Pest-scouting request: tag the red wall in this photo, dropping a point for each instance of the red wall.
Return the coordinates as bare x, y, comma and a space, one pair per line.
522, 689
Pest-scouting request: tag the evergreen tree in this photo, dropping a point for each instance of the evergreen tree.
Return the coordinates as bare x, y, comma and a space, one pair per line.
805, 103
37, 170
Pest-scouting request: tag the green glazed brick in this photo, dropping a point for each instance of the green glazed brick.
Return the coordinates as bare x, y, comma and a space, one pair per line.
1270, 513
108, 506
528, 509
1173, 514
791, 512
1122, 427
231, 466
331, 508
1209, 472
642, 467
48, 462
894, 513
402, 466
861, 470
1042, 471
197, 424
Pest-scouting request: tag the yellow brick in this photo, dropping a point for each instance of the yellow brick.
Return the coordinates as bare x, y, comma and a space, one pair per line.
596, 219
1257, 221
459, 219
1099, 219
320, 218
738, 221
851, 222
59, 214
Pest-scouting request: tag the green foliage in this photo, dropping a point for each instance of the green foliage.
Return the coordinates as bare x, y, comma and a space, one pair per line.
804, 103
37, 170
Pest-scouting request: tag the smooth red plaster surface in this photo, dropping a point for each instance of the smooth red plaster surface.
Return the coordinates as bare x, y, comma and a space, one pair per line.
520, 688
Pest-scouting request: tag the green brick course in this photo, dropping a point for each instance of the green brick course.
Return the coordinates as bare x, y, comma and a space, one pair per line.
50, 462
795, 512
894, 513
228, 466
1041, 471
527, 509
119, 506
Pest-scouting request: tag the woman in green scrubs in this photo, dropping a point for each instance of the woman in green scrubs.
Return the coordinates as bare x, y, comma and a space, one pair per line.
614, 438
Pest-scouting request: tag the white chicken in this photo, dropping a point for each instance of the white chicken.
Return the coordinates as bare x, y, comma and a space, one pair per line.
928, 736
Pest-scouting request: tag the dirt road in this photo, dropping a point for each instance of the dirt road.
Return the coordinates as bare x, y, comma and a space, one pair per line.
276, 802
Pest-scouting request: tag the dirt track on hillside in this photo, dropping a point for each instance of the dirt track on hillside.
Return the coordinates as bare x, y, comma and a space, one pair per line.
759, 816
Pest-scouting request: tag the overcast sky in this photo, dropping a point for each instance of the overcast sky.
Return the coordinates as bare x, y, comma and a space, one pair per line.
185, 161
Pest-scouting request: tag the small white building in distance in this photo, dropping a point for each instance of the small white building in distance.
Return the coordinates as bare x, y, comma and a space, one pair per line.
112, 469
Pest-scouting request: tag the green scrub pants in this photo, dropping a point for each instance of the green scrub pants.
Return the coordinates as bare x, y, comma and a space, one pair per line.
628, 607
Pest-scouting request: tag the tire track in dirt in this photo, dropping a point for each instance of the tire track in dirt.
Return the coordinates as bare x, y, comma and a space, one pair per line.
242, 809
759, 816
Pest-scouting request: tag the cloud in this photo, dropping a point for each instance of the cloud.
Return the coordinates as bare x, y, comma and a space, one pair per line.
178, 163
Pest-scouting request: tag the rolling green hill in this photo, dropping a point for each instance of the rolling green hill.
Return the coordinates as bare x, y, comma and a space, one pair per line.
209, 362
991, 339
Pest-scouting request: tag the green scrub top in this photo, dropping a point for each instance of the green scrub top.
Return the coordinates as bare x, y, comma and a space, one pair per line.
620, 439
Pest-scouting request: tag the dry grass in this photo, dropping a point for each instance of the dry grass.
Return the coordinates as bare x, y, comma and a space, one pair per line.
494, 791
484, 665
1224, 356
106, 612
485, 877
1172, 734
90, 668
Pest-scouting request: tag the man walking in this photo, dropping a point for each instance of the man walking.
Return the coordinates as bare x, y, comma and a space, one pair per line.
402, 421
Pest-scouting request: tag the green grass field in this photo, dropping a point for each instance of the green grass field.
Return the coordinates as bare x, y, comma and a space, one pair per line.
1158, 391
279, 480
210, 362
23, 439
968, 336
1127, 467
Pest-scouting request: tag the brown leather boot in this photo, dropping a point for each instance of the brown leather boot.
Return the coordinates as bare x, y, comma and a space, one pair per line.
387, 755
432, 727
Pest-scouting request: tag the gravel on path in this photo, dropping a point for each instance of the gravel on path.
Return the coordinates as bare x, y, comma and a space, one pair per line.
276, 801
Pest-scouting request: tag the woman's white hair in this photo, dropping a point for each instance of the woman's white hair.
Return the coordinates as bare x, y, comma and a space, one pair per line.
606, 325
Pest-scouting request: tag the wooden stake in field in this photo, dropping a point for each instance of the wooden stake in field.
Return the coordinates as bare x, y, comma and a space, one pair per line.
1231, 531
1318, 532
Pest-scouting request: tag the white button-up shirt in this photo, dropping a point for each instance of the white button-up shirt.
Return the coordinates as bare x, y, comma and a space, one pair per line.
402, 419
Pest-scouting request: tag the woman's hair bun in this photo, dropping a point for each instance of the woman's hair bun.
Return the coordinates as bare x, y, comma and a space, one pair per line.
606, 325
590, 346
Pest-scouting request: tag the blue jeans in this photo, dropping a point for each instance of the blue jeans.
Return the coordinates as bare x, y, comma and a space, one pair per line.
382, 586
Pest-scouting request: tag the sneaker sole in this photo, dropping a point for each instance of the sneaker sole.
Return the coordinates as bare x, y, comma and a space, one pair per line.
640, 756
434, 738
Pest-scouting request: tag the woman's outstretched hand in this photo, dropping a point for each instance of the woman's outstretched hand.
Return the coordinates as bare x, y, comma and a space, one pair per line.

:::::

Quote verbatim the line containing "Pest-scouting request: tag the woman's hair" and every line after it through the end of the records above.

Pest-scouting request: tag the woman's hair bun in this photo, dropping a point for each instance of the woman's hair bun.
Return the coordinates as bare x, y, comma and a space, one pair per line.
606, 325
590, 346
Pest-scouting request: tag the blue jeans in this photo, dropping a point for each instance of the blue jeans.
Return the coordinates as bare x, y, comma and a space, one pair per line.
382, 586
Pest-scouting request: tag the sneaker sole in this photo, dropping a point for each instance of the sneaker sole.
Return the coordinates as bare x, y, comma and a space, one pair per line.
640, 756
434, 738
Pest-scouting request: tag the woman's outstretched hand in this photo, dropping a point for each instance of the woman's outstretched hand.
Return the coordinates as bare x, y, comma and a space, one pair per line.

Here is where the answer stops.